**Saved data entries**
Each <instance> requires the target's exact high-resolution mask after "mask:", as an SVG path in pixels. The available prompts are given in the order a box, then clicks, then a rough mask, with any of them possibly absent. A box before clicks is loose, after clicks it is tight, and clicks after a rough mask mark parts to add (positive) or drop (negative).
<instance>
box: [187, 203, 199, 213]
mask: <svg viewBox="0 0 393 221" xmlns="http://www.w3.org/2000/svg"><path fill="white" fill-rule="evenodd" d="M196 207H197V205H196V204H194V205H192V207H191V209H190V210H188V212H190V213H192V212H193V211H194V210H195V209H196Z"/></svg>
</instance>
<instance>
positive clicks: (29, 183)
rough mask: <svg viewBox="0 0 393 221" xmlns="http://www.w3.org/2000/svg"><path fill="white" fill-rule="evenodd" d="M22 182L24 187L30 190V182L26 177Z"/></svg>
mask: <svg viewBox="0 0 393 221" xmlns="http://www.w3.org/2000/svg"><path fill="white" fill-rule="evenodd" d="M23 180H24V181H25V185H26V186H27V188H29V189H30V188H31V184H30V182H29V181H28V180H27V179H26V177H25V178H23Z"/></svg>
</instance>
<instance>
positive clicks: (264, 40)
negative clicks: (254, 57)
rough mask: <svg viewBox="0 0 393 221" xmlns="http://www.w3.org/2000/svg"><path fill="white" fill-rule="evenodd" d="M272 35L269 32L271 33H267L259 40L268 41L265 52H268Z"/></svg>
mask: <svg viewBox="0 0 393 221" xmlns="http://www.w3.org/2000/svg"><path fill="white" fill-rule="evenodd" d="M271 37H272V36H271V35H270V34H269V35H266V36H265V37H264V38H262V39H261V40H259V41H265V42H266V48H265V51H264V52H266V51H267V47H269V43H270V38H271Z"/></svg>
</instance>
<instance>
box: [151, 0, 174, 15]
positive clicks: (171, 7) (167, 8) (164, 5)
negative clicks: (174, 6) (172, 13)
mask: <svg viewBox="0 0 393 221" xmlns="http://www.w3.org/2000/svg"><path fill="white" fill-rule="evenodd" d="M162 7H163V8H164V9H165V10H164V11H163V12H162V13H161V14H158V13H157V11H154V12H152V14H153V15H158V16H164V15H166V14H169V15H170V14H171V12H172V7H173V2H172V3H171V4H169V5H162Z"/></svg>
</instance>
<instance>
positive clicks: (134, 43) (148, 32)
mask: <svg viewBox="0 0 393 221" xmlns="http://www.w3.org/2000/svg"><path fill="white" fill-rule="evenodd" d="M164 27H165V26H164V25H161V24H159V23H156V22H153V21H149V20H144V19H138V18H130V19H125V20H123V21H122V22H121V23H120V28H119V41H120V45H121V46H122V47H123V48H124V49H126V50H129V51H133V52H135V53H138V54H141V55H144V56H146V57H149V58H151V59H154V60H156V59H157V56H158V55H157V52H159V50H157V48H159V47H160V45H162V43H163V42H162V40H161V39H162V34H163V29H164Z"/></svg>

**WHAT NEEDS TO BE DONE**
Which lines of the data above contain the string "clicks"? Show each of those lines in full.

**OUTPUT FOR THIS EXERCISE**
Each <instance> requires the target's exact high-resolution mask after "mask:", as an SVG path in pixels. The available prompts are given in the order a box, then clicks, then a rough mask, with any of them possibly absent. A box before clicks is loose, after clicks it is tight, and clicks after a rough mask mark parts to add (positive) or drop (negative).
positive clicks: (29, 183)
positive clicks: (264, 40)
negative clicks: (254, 57)
positive clicks: (171, 7) (167, 8) (164, 5)
negative clicks: (174, 6) (172, 13)
positive clicks: (134, 43) (148, 32)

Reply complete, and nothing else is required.